### Written exercise
Recast every line of the records as a numbered list, leaving out any blank lines.

[Data section start]

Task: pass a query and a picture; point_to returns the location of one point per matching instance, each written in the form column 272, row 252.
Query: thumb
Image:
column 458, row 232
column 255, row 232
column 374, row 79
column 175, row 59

[Data section end]

### Solved exercise
1. Task: pass a query and a picture; point_to returns the location of one point per matching instance, each written in the form column 272, row 252.
2. Query: thumb
3. Image:
4. column 458, row 232
5. column 255, row 232
6. column 374, row 79
7. column 175, row 59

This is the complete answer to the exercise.